═════ TEXT UNDER STUDY

When Laura Schlessinger announced she was ending her radio show, my reaction was: She’s still on the air?
A fair assumption. Schlessinger claims 9 million listeners but her website’s station-finder lacks such major markets as New York, Philadelphia, Washington, St. Louis, Atlanta and Phoenix. In her home state of California, she airs only in Los Angeles and San Diego.
Schlessinger’s stock in trade – pushing an overarching conservative agenda through the funnel of callers’ personal problems – lost relevance with the rise of more blatantly political shows. And her Conservative Values Queen of Mean schtick has been usurped by younger, flashier, nastier blondes.
Schlessinger is as quaint and extraneous a media relic as the VCR.
Which might help explain why she recently blew herself up, aided by illogical PR sensibilities.
Schlessinger is lots of things but “stupid” isn’t one of them. Particularly during her 1990s heyday, she had a knack for keeping herself in the spotlight despite countless challengers.
But I’ve always believed that a misguided publicity idea blew up her TV show and cost her permanent image damage. And I now think a similar misstep killed her radio show.

══════════

YOUR TASK:
In the commentary on Laura Schlessinger's radio show, how many listeners does Schlessinger claim to have?

═════ DATA FOR REVIEW

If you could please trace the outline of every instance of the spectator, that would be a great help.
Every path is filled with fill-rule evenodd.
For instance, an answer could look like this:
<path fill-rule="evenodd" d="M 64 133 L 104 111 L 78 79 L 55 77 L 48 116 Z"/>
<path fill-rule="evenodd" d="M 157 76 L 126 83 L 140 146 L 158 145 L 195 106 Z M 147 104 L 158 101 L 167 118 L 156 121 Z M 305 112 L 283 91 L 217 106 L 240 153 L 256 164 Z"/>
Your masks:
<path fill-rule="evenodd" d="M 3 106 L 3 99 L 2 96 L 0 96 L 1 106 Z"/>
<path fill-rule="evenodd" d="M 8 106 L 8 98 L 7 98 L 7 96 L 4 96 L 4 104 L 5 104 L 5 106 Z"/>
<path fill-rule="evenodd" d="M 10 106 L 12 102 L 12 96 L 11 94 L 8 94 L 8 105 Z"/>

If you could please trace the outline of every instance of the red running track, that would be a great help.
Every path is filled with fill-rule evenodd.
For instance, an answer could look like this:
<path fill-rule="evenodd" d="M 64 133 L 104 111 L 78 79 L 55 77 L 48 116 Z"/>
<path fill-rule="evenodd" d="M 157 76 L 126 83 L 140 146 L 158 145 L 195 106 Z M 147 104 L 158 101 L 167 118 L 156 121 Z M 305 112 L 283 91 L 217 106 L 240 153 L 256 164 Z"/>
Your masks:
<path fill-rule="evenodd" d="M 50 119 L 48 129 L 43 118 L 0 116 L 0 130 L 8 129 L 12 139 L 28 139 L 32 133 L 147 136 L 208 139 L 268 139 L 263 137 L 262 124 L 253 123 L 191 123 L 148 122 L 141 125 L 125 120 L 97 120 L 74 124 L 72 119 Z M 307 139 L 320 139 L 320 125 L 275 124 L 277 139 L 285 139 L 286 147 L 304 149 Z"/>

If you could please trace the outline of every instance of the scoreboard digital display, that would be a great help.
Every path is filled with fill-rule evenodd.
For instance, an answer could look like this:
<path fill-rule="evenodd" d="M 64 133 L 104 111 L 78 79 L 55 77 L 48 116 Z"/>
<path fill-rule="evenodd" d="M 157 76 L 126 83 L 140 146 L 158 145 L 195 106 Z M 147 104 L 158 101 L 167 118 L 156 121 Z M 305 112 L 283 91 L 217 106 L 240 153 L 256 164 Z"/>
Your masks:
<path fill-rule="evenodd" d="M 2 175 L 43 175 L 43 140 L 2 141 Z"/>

══════════
═════ DATA FOR REVIEW

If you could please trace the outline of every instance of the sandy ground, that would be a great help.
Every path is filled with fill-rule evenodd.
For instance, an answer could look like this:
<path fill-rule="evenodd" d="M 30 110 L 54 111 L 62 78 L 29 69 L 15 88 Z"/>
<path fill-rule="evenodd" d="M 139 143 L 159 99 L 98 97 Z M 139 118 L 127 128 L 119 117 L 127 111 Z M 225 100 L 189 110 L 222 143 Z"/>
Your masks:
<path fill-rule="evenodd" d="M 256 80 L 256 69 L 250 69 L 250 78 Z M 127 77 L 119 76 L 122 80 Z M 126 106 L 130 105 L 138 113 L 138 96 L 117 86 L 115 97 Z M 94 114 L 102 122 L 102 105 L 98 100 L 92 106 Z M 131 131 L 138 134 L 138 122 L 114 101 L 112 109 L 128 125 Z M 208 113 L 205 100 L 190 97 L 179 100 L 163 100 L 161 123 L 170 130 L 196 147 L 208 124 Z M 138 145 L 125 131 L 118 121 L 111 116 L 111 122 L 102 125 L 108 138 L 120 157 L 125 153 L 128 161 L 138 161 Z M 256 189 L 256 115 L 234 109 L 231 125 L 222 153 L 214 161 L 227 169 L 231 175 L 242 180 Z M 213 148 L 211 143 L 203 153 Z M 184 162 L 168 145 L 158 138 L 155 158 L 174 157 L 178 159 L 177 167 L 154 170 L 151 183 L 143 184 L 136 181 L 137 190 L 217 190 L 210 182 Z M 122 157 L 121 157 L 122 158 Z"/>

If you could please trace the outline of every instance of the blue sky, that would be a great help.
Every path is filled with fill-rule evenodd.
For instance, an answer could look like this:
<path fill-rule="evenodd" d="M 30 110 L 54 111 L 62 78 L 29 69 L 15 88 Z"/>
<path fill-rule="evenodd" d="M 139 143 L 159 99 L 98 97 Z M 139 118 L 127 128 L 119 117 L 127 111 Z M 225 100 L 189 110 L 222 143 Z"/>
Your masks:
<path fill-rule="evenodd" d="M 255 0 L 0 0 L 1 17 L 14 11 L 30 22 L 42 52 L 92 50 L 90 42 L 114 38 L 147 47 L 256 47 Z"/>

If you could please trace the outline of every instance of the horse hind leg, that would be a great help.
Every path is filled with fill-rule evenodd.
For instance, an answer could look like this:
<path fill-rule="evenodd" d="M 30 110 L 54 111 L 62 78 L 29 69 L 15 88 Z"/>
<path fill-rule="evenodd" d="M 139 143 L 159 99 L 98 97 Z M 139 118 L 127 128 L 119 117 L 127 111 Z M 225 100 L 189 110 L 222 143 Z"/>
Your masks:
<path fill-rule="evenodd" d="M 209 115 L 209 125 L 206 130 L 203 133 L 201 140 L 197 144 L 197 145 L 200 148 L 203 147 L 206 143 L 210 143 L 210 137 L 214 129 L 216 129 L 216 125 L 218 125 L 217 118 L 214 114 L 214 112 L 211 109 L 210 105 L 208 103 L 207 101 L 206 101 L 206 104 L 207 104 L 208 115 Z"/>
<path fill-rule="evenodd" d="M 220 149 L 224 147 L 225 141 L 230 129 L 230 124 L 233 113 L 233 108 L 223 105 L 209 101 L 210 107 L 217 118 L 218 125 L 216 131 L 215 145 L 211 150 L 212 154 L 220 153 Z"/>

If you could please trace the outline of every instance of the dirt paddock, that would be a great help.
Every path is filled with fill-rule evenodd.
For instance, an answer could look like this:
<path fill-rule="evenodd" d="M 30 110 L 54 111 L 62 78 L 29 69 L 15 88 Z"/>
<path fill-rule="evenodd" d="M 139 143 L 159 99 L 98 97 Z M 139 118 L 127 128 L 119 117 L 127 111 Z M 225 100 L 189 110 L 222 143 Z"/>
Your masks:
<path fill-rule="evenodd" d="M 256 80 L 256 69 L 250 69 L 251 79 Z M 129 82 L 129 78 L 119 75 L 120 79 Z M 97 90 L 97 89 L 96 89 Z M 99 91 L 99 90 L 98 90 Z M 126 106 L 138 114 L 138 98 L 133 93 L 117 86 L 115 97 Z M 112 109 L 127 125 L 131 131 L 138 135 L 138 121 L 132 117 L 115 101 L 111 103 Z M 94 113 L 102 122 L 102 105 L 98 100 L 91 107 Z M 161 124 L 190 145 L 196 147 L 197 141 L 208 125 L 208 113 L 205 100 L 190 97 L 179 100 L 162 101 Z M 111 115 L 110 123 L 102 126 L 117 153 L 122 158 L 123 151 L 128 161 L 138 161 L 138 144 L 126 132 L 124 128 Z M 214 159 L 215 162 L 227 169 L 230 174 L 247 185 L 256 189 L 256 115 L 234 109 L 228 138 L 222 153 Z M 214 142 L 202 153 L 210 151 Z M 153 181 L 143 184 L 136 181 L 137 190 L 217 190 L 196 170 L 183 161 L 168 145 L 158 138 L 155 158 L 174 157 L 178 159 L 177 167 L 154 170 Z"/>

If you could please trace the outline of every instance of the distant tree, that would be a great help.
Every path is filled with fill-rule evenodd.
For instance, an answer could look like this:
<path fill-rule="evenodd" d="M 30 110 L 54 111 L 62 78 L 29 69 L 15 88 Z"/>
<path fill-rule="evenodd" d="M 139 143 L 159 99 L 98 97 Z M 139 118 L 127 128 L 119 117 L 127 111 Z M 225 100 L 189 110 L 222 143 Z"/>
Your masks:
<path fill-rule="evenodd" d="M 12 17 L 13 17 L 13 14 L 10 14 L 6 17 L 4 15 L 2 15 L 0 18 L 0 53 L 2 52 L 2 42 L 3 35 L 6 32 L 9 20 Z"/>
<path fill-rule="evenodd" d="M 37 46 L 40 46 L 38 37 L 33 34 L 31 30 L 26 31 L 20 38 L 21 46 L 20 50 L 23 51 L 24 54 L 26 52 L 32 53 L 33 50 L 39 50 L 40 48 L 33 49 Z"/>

══════════

SOLVED PROBLEM:
She claims 9 million listeners.